=== EXTRAIT DE PAGE ===

L'argument du « vieux pédophile »

Le directeur de Charlie revient dans d'autres parties du texte sur les polémiques qui ont directement touché son hebdomadaire. « Si la télé décide que c'est une provocation, il y a toujours une bande d'abrutis pour s'estimer provoqués », dit-il à propos des dessins de Charlie Hebdo représentant le prophète Mahomet, des terroristes islamistes ou des musulmans, et qui ont créé des polémiques ces dernières années, notamment à la suite de la publication, en 2005, des caricatures du journal danois Jyllands-Posten.

===

CONSIGNE 1: Selon l'extrait sur Charlie Hebdo, en quelle année les caricatures du journal danois Jyllands-Posten ont-elles été publiées ?
CONSIGNE 2: Poursuivez le texte sur le directeur de Charlie Hebdo et les polémiques de son hebdomadaire, à partir de sa dernière phrase.

=== DONNÉES ===

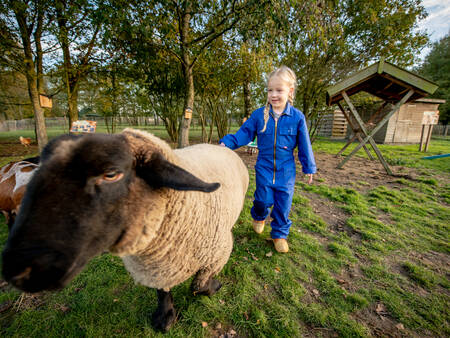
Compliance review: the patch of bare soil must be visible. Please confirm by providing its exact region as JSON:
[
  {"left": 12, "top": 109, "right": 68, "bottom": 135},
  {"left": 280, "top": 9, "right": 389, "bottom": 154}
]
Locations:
[
  {"left": 237, "top": 148, "right": 450, "bottom": 337},
  {"left": 354, "top": 303, "right": 420, "bottom": 337}
]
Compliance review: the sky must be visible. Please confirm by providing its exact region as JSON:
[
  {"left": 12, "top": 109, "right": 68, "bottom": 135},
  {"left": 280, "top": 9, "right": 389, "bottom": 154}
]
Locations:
[{"left": 419, "top": 0, "right": 450, "bottom": 60}]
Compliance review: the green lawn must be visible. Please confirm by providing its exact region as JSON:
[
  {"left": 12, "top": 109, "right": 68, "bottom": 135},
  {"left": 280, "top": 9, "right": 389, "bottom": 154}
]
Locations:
[{"left": 0, "top": 127, "right": 450, "bottom": 337}]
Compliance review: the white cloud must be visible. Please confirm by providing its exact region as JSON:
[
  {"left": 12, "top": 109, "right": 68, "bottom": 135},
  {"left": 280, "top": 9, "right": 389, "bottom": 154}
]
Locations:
[
  {"left": 418, "top": 0, "right": 450, "bottom": 60},
  {"left": 419, "top": 0, "right": 450, "bottom": 41}
]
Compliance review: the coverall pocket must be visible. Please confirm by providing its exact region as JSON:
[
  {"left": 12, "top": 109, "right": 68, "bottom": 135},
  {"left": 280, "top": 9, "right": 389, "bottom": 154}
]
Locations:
[
  {"left": 257, "top": 121, "right": 274, "bottom": 148},
  {"left": 283, "top": 167, "right": 296, "bottom": 186},
  {"left": 277, "top": 126, "right": 297, "bottom": 150}
]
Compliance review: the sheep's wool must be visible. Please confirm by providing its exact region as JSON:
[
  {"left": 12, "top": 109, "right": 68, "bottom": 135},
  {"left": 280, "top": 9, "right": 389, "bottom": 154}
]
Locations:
[{"left": 116, "top": 129, "right": 249, "bottom": 291}]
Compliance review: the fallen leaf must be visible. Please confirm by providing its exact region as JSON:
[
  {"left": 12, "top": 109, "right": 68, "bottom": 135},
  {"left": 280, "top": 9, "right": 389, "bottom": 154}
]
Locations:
[
  {"left": 59, "top": 305, "right": 70, "bottom": 313},
  {"left": 375, "top": 303, "right": 386, "bottom": 315},
  {"left": 0, "top": 300, "right": 13, "bottom": 313}
]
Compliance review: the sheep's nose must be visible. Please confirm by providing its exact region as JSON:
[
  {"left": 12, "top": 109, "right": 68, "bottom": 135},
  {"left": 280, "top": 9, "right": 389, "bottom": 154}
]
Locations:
[
  {"left": 9, "top": 266, "right": 31, "bottom": 289},
  {"left": 2, "top": 248, "right": 68, "bottom": 292}
]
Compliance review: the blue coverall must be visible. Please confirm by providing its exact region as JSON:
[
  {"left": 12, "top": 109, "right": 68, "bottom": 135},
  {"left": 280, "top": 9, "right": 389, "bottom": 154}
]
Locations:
[{"left": 220, "top": 103, "right": 316, "bottom": 238}]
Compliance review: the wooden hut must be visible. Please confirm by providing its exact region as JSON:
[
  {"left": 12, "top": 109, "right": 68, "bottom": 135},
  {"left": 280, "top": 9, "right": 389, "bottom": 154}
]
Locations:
[
  {"left": 317, "top": 110, "right": 347, "bottom": 140},
  {"left": 326, "top": 58, "right": 438, "bottom": 175},
  {"left": 374, "top": 98, "right": 445, "bottom": 144}
]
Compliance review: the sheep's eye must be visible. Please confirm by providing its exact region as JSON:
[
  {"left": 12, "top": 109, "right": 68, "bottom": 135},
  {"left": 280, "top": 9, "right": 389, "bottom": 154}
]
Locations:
[{"left": 103, "top": 171, "right": 123, "bottom": 182}]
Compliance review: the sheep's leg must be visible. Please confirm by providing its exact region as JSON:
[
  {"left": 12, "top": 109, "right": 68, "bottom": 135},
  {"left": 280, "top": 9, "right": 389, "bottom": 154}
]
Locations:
[
  {"left": 152, "top": 289, "right": 177, "bottom": 332},
  {"left": 191, "top": 270, "right": 222, "bottom": 296}
]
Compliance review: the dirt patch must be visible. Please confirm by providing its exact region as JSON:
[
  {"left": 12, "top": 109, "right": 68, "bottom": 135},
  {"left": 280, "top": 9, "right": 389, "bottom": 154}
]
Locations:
[{"left": 354, "top": 303, "right": 422, "bottom": 337}]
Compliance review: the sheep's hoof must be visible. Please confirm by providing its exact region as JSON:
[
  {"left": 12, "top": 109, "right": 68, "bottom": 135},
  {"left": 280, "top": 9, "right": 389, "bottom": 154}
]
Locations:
[
  {"left": 152, "top": 308, "right": 177, "bottom": 332},
  {"left": 194, "top": 278, "right": 222, "bottom": 296}
]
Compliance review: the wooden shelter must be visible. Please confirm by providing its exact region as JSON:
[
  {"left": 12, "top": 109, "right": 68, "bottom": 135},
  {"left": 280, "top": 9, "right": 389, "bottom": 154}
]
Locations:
[
  {"left": 326, "top": 58, "right": 438, "bottom": 175},
  {"left": 372, "top": 98, "right": 445, "bottom": 144}
]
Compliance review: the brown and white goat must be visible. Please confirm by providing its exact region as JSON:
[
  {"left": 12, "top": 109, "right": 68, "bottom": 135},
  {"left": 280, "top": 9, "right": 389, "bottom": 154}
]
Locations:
[{"left": 0, "top": 160, "right": 38, "bottom": 230}]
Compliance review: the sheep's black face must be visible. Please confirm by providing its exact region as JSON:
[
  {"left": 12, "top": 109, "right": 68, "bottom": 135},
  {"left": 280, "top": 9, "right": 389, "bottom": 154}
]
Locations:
[{"left": 3, "top": 135, "right": 135, "bottom": 292}]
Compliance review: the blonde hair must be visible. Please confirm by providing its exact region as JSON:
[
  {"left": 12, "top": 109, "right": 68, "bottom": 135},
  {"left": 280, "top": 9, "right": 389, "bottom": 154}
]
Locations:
[{"left": 261, "top": 66, "right": 297, "bottom": 133}]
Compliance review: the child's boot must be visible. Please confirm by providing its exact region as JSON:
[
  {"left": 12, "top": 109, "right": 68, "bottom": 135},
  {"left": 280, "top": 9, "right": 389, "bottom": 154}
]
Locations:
[
  {"left": 253, "top": 220, "right": 265, "bottom": 234},
  {"left": 273, "top": 238, "right": 289, "bottom": 253}
]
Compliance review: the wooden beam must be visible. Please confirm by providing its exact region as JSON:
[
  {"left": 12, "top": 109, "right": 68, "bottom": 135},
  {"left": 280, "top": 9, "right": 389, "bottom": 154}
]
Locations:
[
  {"left": 338, "top": 89, "right": 414, "bottom": 175},
  {"left": 337, "top": 100, "right": 373, "bottom": 160}
]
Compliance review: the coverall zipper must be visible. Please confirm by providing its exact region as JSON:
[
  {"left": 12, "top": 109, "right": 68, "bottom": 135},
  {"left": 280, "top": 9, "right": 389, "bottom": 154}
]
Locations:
[{"left": 272, "top": 116, "right": 281, "bottom": 184}]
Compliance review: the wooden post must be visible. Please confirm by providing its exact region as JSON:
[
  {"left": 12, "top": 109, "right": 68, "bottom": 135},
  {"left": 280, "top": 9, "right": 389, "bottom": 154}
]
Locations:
[
  {"left": 419, "top": 124, "right": 425, "bottom": 151},
  {"left": 336, "top": 102, "right": 374, "bottom": 161},
  {"left": 424, "top": 124, "right": 434, "bottom": 153},
  {"left": 337, "top": 89, "right": 414, "bottom": 175}
]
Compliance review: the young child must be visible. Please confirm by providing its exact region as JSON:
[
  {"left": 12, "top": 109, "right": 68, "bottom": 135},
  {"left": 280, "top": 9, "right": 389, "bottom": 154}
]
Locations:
[{"left": 220, "top": 66, "right": 316, "bottom": 252}]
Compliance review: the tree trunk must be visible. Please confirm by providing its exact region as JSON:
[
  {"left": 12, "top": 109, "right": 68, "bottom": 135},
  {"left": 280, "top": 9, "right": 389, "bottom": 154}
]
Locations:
[
  {"left": 243, "top": 78, "right": 252, "bottom": 118},
  {"left": 15, "top": 4, "right": 48, "bottom": 151},
  {"left": 67, "top": 85, "right": 78, "bottom": 128},
  {"left": 178, "top": 0, "right": 194, "bottom": 148}
]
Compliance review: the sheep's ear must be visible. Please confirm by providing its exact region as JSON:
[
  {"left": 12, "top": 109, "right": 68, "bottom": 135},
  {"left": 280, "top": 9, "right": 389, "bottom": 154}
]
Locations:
[{"left": 136, "top": 153, "right": 220, "bottom": 192}]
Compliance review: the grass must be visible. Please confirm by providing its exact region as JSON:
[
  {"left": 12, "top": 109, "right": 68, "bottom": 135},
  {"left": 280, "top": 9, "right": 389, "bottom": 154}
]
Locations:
[
  {"left": 0, "top": 127, "right": 450, "bottom": 337},
  {"left": 314, "top": 137, "right": 450, "bottom": 173}
]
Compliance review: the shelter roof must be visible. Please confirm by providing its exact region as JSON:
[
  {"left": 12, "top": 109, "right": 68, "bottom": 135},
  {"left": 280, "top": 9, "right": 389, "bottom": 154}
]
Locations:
[{"left": 327, "top": 58, "right": 438, "bottom": 106}]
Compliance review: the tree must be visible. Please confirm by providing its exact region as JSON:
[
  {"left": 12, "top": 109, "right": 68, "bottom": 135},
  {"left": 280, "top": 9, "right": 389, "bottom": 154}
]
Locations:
[
  {"left": 114, "top": 0, "right": 268, "bottom": 147},
  {"left": 274, "top": 0, "right": 427, "bottom": 140},
  {"left": 418, "top": 32, "right": 450, "bottom": 124},
  {"left": 0, "top": 1, "right": 48, "bottom": 150},
  {"left": 53, "top": 0, "right": 105, "bottom": 125}
]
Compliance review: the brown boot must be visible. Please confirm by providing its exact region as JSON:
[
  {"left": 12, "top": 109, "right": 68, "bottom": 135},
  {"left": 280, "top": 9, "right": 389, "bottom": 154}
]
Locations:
[
  {"left": 253, "top": 220, "right": 265, "bottom": 234},
  {"left": 273, "top": 238, "right": 289, "bottom": 253}
]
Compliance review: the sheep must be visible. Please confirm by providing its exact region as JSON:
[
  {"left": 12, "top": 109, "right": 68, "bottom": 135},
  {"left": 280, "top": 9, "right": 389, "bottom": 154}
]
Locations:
[
  {"left": 2, "top": 129, "right": 249, "bottom": 331},
  {"left": 0, "top": 158, "right": 38, "bottom": 230}
]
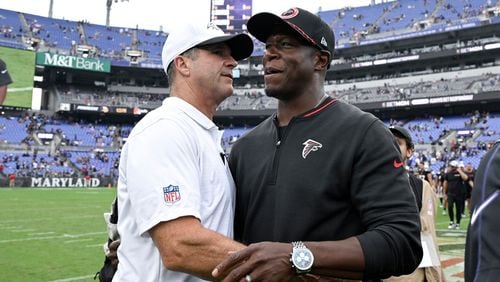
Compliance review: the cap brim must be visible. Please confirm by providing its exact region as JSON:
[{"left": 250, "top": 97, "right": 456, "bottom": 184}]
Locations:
[
  {"left": 196, "top": 33, "right": 253, "bottom": 61},
  {"left": 247, "top": 13, "right": 303, "bottom": 43}
]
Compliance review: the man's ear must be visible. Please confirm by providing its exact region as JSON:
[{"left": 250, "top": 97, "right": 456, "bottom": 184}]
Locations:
[
  {"left": 314, "top": 51, "right": 330, "bottom": 71},
  {"left": 172, "top": 56, "right": 190, "bottom": 76}
]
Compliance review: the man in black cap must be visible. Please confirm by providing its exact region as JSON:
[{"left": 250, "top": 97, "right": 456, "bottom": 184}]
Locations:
[
  {"left": 443, "top": 160, "right": 469, "bottom": 229},
  {"left": 113, "top": 20, "right": 253, "bottom": 282},
  {"left": 384, "top": 126, "right": 444, "bottom": 282},
  {"left": 212, "top": 8, "right": 422, "bottom": 281},
  {"left": 0, "top": 59, "right": 12, "bottom": 105}
]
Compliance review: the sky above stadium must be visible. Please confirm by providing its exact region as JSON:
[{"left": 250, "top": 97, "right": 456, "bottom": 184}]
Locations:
[{"left": 0, "top": 0, "right": 374, "bottom": 32}]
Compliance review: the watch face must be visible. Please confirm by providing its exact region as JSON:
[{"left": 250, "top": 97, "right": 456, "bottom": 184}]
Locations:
[{"left": 292, "top": 249, "right": 314, "bottom": 270}]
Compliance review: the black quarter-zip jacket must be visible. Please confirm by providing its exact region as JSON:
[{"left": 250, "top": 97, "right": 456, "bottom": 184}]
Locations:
[{"left": 229, "top": 98, "right": 422, "bottom": 279}]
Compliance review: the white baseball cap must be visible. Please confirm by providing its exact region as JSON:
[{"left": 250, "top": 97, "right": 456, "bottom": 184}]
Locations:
[{"left": 161, "top": 22, "right": 253, "bottom": 73}]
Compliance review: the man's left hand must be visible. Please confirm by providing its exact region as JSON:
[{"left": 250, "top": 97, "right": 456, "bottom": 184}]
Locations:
[{"left": 212, "top": 242, "right": 303, "bottom": 281}]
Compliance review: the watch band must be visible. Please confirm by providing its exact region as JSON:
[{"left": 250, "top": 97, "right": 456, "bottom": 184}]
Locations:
[{"left": 290, "top": 241, "right": 314, "bottom": 274}]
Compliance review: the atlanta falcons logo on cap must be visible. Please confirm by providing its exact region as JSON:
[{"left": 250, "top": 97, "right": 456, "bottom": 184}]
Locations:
[{"left": 302, "top": 139, "right": 323, "bottom": 159}]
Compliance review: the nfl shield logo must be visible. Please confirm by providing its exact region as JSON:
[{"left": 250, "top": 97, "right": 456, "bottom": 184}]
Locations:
[{"left": 163, "top": 185, "right": 181, "bottom": 205}]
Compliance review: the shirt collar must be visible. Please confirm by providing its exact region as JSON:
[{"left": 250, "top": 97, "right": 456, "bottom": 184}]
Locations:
[{"left": 163, "top": 97, "right": 218, "bottom": 130}]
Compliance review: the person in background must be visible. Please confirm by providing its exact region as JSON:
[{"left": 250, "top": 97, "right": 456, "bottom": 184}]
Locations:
[
  {"left": 385, "top": 126, "right": 444, "bottom": 282},
  {"left": 0, "top": 59, "right": 12, "bottom": 105},
  {"left": 443, "top": 160, "right": 468, "bottom": 229},
  {"left": 462, "top": 163, "right": 475, "bottom": 217},
  {"left": 113, "top": 20, "right": 253, "bottom": 282},
  {"left": 464, "top": 141, "right": 500, "bottom": 282},
  {"left": 213, "top": 8, "right": 422, "bottom": 282}
]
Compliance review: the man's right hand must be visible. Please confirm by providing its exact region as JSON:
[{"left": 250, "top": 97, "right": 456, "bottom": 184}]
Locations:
[{"left": 106, "top": 239, "right": 121, "bottom": 269}]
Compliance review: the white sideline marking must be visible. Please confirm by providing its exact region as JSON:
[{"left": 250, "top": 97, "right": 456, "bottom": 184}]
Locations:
[
  {"left": 10, "top": 229, "right": 36, "bottom": 233},
  {"left": 9, "top": 87, "right": 33, "bottom": 92},
  {"left": 49, "top": 275, "right": 94, "bottom": 282},
  {"left": 85, "top": 243, "right": 104, "bottom": 248},
  {"left": 0, "top": 232, "right": 107, "bottom": 244},
  {"left": 64, "top": 238, "right": 93, "bottom": 244}
]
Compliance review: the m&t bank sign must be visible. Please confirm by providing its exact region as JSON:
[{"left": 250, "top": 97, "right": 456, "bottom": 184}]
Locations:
[{"left": 36, "top": 53, "right": 111, "bottom": 72}]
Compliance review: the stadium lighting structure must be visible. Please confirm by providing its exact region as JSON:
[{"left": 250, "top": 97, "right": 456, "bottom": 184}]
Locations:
[{"left": 106, "top": 0, "right": 129, "bottom": 27}]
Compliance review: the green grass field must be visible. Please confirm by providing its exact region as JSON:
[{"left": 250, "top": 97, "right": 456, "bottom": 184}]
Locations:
[
  {"left": 0, "top": 188, "right": 116, "bottom": 281},
  {"left": 0, "top": 47, "right": 36, "bottom": 108},
  {"left": 0, "top": 188, "right": 469, "bottom": 282}
]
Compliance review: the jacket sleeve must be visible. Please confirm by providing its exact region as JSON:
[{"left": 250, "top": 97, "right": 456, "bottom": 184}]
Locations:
[{"left": 351, "top": 120, "right": 422, "bottom": 279}]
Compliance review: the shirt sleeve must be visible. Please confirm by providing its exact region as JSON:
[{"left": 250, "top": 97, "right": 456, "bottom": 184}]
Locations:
[
  {"left": 351, "top": 120, "right": 422, "bottom": 279},
  {"left": 126, "top": 120, "right": 201, "bottom": 234}
]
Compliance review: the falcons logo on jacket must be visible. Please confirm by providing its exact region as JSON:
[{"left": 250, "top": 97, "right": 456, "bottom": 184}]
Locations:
[{"left": 302, "top": 139, "right": 323, "bottom": 159}]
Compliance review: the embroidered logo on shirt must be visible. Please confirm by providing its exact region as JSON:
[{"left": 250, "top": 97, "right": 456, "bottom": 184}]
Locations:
[
  {"left": 163, "top": 185, "right": 181, "bottom": 205},
  {"left": 392, "top": 160, "right": 403, "bottom": 168},
  {"left": 302, "top": 139, "right": 323, "bottom": 159}
]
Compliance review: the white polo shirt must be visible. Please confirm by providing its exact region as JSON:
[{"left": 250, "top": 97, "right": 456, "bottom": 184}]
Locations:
[{"left": 113, "top": 97, "right": 235, "bottom": 282}]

===

RÉSULTAT 1: En 2005.

RÉSULTAT 2:
Au moment où Charb écrit ce texte, Charlie Hebdo est critiqué par divers bords qui lui reprochent le fait que les positions anti-islamistes de l'hebdomadaire favoriseraient l'islamophobie ou le racisme. Dans un article paru sur Article 11 en décembre 2013, l'ancien collaborateur de Charlie Hebdo Olivier Cyran détaillait des critiques en ce sens envers l'hebdomadaire. Charb avait déjà répondu sur ce point dans une tribune publiée dans Le Monde. Il répond à nouveau dans cet ouvrage posthume. Une fois encore à renfort d'exemple : « Lorsqu'on dessine un vieux qui commet un acte pédophile, on ne jette pas l'opprobre sur tous les vieux ».

Charb exprime de manière plus grave ses craintes envers « l'autocensure », en évoquant l'annulation de l'exposition de l'artiste marocain Mounir Fatmi, à Toulouse en 2012 (une de ses oeuvres présentant des versets du Coran avait été jugée blasphématoire) et critique violemment l'idée de blasphème, même le « blasphème antirépublicain », qu'il estime incarné par le récent délit de « dégradation ou d'utilisation indécente du drapeau français, dans un lieu public ou ouvert au public ».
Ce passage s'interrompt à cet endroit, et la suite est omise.